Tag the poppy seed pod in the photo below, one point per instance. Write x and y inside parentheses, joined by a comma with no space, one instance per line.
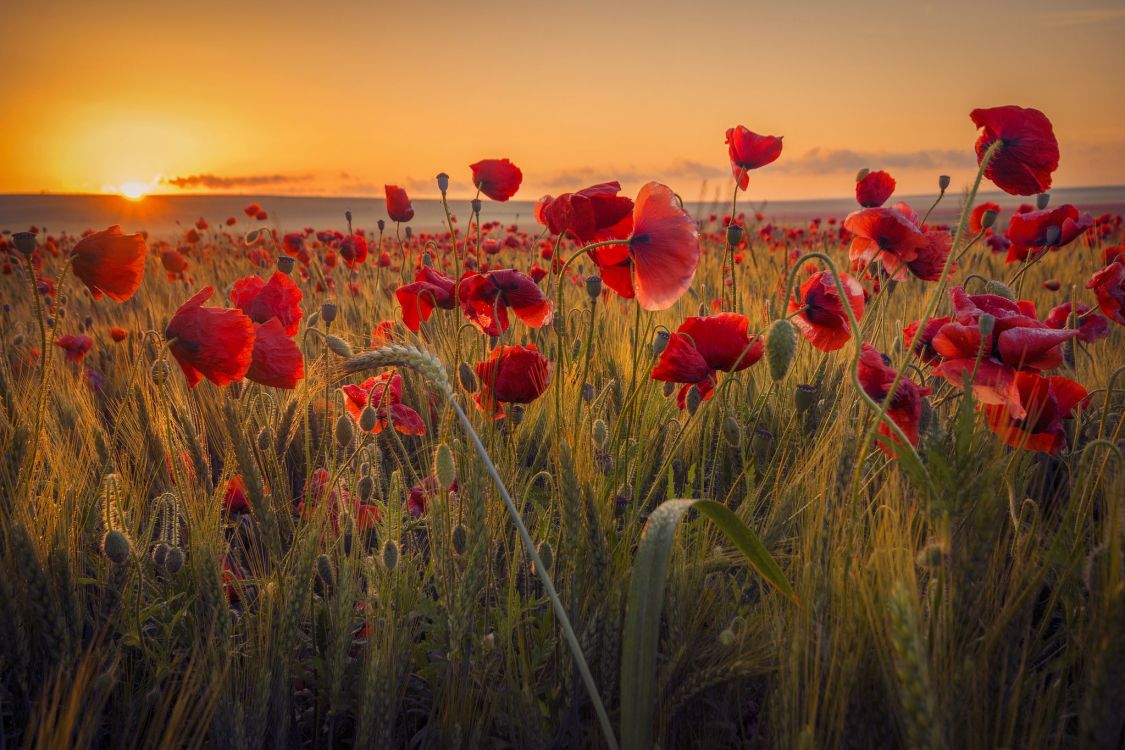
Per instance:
(173,561)
(25,242)
(344,431)
(804,397)
(339,346)
(734,235)
(368,418)
(390,554)
(116,547)
(693,399)
(781,348)
(593,286)
(443,466)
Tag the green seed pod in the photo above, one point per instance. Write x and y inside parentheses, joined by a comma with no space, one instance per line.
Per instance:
(339,346)
(547,554)
(601,433)
(804,397)
(173,561)
(368,418)
(344,431)
(460,539)
(693,399)
(999,289)
(116,547)
(781,348)
(390,554)
(731,432)
(443,466)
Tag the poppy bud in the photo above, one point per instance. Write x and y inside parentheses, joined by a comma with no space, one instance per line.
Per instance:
(804,397)
(25,242)
(467,378)
(116,547)
(999,289)
(601,433)
(339,346)
(593,286)
(368,418)
(460,539)
(731,432)
(546,554)
(781,348)
(693,399)
(344,431)
(173,561)
(366,488)
(734,235)
(443,466)
(390,554)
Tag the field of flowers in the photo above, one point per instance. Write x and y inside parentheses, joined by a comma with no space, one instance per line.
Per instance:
(621,477)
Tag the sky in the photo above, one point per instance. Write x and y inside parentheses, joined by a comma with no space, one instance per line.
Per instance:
(341,97)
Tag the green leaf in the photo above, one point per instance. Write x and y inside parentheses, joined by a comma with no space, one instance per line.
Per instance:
(646,602)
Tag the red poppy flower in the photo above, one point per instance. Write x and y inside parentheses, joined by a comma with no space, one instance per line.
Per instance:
(824,323)
(110,263)
(977,216)
(1091,328)
(210,342)
(905,410)
(1018,342)
(591,215)
(873,190)
(398,204)
(749,151)
(1045,403)
(485,299)
(75,346)
(430,289)
(925,346)
(664,247)
(512,375)
(260,300)
(383,392)
(1109,286)
(276,360)
(1051,228)
(701,348)
(1028,152)
(496,178)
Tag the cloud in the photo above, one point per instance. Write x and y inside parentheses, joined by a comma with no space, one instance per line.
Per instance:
(834,161)
(218,182)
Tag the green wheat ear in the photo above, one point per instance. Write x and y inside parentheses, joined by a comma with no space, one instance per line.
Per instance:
(430,368)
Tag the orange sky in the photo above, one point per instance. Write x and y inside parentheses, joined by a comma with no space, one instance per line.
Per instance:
(340,97)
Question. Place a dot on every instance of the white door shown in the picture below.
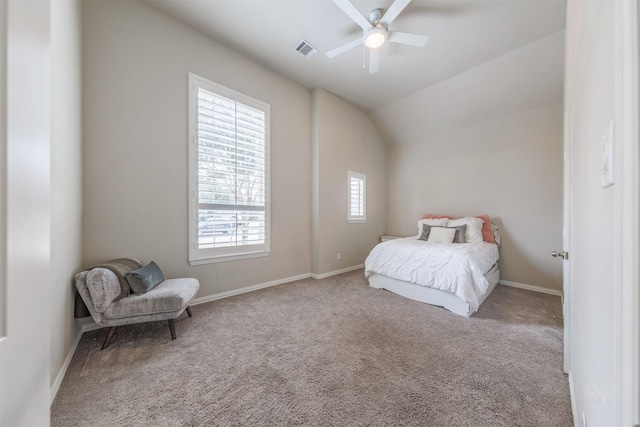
(566, 236)
(24, 212)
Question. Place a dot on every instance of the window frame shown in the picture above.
(198, 256)
(356, 218)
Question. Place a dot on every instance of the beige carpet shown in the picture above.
(332, 352)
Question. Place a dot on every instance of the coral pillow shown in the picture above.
(487, 233)
(433, 216)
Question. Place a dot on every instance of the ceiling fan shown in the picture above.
(375, 31)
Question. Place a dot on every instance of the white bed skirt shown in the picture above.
(433, 296)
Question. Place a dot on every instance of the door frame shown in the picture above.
(627, 211)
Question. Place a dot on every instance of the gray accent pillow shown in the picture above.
(459, 237)
(144, 279)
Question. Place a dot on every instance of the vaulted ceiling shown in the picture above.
(463, 34)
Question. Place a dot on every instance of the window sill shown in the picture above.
(224, 258)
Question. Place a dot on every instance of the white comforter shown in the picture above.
(455, 268)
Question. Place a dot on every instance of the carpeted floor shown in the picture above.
(332, 352)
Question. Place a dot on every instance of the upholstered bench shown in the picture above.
(101, 291)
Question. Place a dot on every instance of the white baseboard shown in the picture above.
(53, 391)
(336, 272)
(532, 288)
(246, 289)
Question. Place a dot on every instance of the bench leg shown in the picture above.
(107, 340)
(172, 328)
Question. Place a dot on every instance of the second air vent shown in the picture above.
(306, 49)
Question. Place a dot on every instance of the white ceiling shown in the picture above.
(464, 34)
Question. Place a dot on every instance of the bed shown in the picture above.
(457, 276)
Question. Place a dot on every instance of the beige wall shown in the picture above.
-*-*-
◆ **AIM OF THE TASK**:
Only the lines from the start of the material to the line with "Tag the poppy bud", inclusive, belong in the answer, printed exactly and free of pictures.

◆ **WRITTEN ANSWER**:
Tag the poppy seed pod in the photo below, one point per instance. Write x and y inside parentheses, joined by a comma with no space, one instance per line.
Per instance:
(173,561)
(25,242)
(344,431)
(804,397)
(339,346)
(734,235)
(368,418)
(390,554)
(116,547)
(693,399)
(781,348)
(593,286)
(443,466)
Tag the green seed pod in the photo above, one point per instance. Write x and y inside parentheses, joined by a comma with no space, one instance per line.
Per instance:
(339,346)
(547,554)
(601,433)
(804,397)
(173,561)
(368,418)
(344,431)
(460,539)
(693,399)
(999,289)
(116,547)
(781,348)
(390,554)
(731,432)
(443,466)
Tag the poppy bud in the photo above, one point per instance. Write x and y inside parentheses, joined by a comma with no space, one instance per line.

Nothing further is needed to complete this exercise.